• EXERCISE AIM
Return a word-for-word copy of the complete listing below.
═══ SOURCE MATERIAL ═══
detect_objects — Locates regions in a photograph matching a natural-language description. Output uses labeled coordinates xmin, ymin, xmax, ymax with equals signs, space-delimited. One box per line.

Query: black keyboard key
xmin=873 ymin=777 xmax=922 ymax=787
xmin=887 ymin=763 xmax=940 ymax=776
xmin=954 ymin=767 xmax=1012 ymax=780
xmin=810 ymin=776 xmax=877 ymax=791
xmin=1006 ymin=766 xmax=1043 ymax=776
═══
• RESULT OF THIS EXERCISE
detect_objects — Locates regions in a photograph matching a natural-language description. Output uses labeled coordinates xmin, ymin, xmax, ymax with equals signs, space-delimited. One box per line.

Query: black keyboard key
xmin=873 ymin=777 xmax=922 ymax=787
xmin=887 ymin=763 xmax=940 ymax=776
xmin=954 ymin=767 xmax=1012 ymax=780
xmin=810 ymin=776 xmax=877 ymax=791
xmin=1006 ymin=766 xmax=1043 ymax=776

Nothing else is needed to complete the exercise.